§ PASSAGE PROVIDED:
»»

The concept of the system trajectory pervades modern science. From genetic drift to ideal gases to photons orbiting black holes, these motions admit the description of a single point, defining the unique state of a system, moving along a continuous curve in phase space. The complex world we live in is composed of an infinite set of interlinked system trajectories, interwoven into a multidimensional tapestry.  Drawn from this universal backdrop, the same concept that Galileo discovered for a rock thrown from a cliff helped Lord Rayleigh to explain the unearthly behavior of the Aeolian harp.

The Aeolian harp is a stringed musical instrument played by the wind. It was named in antiquity for Aeolus, the keeper of the wind. It has strings of differing gauge and tension stretched lengthwise along a sounding board and tuned to create harmonics. When hung in a confined opening, such as a window or a narrow passageway, the channeled wind causes the strings of the harp to vibrate in resonant sympathy, producing a pleasing ethereal sound.

««

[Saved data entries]
»»

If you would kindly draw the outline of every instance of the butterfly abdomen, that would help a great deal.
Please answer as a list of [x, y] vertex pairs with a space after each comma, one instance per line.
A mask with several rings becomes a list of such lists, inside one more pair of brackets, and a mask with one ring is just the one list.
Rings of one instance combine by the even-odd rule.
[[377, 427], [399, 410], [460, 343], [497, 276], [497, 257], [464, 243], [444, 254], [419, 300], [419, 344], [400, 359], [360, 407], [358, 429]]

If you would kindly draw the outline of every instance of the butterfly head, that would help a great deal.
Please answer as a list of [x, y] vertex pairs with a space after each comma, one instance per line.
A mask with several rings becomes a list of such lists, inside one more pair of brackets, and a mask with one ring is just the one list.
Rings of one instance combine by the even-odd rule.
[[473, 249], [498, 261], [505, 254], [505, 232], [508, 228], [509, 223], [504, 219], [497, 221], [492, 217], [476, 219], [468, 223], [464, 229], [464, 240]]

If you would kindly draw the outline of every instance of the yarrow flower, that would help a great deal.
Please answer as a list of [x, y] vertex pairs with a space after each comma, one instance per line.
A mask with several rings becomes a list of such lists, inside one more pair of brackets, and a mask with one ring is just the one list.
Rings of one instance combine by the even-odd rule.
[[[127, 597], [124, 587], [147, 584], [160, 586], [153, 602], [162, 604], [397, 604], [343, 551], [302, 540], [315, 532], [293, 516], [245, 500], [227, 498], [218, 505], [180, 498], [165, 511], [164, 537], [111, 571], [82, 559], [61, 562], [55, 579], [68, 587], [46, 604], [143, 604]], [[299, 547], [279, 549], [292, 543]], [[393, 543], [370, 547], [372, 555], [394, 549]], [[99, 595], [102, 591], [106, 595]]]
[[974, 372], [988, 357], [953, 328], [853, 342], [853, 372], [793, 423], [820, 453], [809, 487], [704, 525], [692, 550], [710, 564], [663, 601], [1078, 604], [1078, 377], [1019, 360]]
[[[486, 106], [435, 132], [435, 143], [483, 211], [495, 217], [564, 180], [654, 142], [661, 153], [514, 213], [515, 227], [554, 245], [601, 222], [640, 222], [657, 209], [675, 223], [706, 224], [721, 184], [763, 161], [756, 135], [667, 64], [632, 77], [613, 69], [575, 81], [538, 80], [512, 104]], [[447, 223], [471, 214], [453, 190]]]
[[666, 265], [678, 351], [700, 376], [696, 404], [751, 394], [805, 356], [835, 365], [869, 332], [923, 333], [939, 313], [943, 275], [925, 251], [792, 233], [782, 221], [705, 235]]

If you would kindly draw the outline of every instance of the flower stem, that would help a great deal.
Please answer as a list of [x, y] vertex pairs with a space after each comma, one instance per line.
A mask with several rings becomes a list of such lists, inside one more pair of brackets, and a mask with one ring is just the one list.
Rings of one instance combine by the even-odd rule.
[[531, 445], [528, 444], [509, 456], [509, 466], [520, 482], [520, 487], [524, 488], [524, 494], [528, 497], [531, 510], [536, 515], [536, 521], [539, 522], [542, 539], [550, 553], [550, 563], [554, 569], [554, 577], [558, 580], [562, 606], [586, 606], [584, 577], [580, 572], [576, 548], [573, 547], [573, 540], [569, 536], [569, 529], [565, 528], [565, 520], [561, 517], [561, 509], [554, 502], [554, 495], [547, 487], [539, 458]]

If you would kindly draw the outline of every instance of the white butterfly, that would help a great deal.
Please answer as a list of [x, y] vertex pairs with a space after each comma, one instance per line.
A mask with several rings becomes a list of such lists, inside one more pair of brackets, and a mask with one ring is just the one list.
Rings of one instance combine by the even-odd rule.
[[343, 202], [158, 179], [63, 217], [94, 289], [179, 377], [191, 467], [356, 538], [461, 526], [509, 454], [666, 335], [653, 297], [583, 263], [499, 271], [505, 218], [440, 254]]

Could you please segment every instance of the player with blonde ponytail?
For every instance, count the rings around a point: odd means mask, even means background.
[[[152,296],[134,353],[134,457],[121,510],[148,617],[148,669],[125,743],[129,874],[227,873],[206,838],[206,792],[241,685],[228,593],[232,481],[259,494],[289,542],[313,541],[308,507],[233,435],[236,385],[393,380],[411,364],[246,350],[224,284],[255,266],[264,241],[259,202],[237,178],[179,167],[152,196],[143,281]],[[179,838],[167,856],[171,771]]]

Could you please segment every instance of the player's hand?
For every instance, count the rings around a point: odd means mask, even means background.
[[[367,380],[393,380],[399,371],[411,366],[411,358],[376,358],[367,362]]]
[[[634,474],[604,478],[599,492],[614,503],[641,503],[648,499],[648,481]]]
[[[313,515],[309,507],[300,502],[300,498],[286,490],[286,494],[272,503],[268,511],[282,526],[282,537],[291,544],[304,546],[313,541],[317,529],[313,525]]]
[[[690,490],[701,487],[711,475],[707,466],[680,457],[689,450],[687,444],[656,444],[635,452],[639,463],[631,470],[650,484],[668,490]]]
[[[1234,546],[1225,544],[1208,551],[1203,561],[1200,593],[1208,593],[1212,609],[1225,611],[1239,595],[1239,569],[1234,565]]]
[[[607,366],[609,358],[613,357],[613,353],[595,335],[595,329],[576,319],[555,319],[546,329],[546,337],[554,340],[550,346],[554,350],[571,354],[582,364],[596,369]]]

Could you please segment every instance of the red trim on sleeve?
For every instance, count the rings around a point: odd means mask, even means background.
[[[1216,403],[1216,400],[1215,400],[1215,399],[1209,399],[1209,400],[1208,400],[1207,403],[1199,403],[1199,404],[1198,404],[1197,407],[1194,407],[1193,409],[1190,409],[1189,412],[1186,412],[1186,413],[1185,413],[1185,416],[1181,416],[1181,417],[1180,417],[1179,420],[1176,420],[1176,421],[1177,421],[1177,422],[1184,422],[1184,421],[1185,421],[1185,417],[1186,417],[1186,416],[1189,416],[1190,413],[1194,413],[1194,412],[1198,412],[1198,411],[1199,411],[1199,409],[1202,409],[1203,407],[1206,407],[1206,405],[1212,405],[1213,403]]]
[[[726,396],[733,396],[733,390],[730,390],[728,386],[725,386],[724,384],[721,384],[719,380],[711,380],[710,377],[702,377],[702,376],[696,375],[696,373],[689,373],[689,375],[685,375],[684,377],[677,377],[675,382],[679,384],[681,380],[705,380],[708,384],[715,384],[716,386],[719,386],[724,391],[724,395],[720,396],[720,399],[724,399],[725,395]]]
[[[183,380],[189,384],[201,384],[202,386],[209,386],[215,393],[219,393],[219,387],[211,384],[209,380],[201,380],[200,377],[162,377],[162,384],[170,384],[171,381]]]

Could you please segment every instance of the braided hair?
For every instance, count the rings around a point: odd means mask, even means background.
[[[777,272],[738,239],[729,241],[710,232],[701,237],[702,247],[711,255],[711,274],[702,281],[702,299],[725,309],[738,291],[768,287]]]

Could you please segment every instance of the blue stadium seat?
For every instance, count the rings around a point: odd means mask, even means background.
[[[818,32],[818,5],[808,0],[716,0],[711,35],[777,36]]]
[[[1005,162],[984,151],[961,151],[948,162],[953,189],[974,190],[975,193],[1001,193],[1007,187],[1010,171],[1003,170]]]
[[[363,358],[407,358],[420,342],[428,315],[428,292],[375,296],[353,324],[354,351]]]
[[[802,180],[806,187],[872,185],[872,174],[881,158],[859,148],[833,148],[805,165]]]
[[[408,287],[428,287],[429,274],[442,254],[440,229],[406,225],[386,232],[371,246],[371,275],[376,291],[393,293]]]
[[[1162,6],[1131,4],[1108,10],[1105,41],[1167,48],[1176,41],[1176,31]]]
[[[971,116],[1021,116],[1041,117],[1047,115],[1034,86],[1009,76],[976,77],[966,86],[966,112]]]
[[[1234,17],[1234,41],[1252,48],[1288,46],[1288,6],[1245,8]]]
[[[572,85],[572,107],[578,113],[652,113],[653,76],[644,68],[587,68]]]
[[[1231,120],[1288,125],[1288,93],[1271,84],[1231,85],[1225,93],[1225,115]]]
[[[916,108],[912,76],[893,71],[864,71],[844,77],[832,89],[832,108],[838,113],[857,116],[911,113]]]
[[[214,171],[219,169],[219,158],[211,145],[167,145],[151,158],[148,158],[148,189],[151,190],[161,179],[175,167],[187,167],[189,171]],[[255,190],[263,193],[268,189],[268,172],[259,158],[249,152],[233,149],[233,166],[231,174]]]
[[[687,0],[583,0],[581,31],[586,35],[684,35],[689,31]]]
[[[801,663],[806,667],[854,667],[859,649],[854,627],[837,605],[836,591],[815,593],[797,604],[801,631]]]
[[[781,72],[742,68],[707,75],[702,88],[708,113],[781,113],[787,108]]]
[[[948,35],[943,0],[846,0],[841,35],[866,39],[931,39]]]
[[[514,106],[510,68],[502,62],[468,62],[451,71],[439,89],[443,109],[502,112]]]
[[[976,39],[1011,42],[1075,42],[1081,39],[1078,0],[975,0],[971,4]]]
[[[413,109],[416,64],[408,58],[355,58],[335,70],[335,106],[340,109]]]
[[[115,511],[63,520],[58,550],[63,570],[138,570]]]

««

§ TASK A: Name every example of motion that the opening of the passage on system trajectories and the Aeolian harp lists as admitting a single-point description in phase space.
§ TASK B: Please continue the passage on system trajectories and the Aeolian harp, starting right after its final sentence.

§ EXPECTED OUTPUT A: Genetic drift, ideal gases, photons orbiting black holes

§ EXPECTED OUTPUT B:
An Aeolian Harp. Image credit: ‘wind-harp-wind-masonry-substantiate-101464’ by Jostar. CC0 1.0 via Pixabay.

John Strutt, the third Baron Rayleigh, was fascinated by sound and acoustics. Even on his honeymoon, boating up the Nile in Egypt, he spent much of his time writing his famous treatise The Theory of Sound, published in two volumes in 1877 and 1878, that stand today as a classic in the field. He returned to the physics of sound numerous times during his prolific career. For instance, Rayleigh was fascinated by systems that vibrated with regularity, like violin strings, clarinet reeds, finger glasses, flutes, and organ pipes, and he was particular entranced by the Aeolian harp. In early 1915, Rayleigh tackled the question of how a constant wind can produce a nonconstant dynamical motion. Based on his work on instabilities (for instance the eponymously named Rayleigh-Benard instability) he explained how a vibrating string sheds vortices of air that react back on the string to sustain its vibration.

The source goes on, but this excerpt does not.